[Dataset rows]
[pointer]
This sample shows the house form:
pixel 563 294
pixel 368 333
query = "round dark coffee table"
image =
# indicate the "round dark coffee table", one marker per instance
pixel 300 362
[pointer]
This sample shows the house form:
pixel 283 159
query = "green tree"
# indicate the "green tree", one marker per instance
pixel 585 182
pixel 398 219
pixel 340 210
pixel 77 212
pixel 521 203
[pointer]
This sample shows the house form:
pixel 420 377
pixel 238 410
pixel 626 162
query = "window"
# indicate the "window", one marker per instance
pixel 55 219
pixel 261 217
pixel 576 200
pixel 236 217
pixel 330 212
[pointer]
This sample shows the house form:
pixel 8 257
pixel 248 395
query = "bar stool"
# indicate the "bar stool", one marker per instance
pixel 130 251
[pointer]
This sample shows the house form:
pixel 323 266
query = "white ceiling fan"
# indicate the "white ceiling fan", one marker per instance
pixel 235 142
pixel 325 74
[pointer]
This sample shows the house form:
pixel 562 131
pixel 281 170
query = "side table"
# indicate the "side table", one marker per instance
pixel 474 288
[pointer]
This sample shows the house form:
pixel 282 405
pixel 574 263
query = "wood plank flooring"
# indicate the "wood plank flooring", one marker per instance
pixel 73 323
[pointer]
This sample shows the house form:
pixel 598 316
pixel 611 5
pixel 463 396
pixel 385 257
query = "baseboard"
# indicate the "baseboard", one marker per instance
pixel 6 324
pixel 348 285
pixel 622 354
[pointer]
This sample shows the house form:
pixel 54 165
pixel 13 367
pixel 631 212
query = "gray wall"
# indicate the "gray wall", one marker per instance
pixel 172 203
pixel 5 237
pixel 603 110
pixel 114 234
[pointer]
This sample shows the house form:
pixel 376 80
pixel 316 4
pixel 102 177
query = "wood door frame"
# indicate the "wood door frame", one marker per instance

=== Short task ===
Rewrite all of the items above, putting "locate" wherever "indicate" appears and leaving everything else unchanged.

=== Full answer ===
[pointer]
This sample shows the house form:
pixel 563 294
pixel 368 333
query = "round dark coffee table"
image =
# locate the "round dark coffee table", one marker per instance
pixel 300 362
[pointer]
This sample shows the house form:
pixel 283 159
query = "green tree"
# locate the "green tree", one marker per instance
pixel 585 182
pixel 398 219
pixel 340 210
pixel 77 212
pixel 521 203
[pointer]
This sample shows the house form:
pixel 420 377
pixel 238 410
pixel 626 162
query = "window"
# locate the "window", one marker per instance
pixel 55 219
pixel 261 217
pixel 576 200
pixel 236 217
pixel 330 212
[pointer]
This sample shows the house form:
pixel 8 257
pixel 248 395
query = "bar stool"
# locate the "bar stool", one marker per instance
pixel 130 251
[pointer]
This sample shows the house form:
pixel 323 266
query = "white ceiling fan"
# locate the "white ceiling fan", one marker per instance
pixel 235 142
pixel 325 74
[pointer]
This sample shows the house form:
pixel 562 131
pixel 281 170
query = "side table"
# locate the "side table", one marker per instance
pixel 474 288
[pointer]
This sample shows the house form:
pixel 282 405
pixel 574 263
query = "wood plank flooring"
# locate the "wood plank flooring", one marker per instance
pixel 73 323
[pointer]
This sample shows the house form:
pixel 598 316
pixel 611 5
pixel 463 396
pixel 385 257
query = "baseboard"
# locate the "baseboard", one marker per instance
pixel 6 324
pixel 348 285
pixel 622 354
[pointer]
This sample shows the house form:
pixel 54 165
pixel 13 367
pixel 631 212
query = "gray wall"
# locate the "gray wall", one marker per instance
pixel 172 203
pixel 5 237
pixel 603 110
pixel 114 234
[pointer]
This sample shows the house form:
pixel 376 80
pixel 316 4
pixel 102 177
query = "wood door frame"
# locate the "wood door frame", one marker per instance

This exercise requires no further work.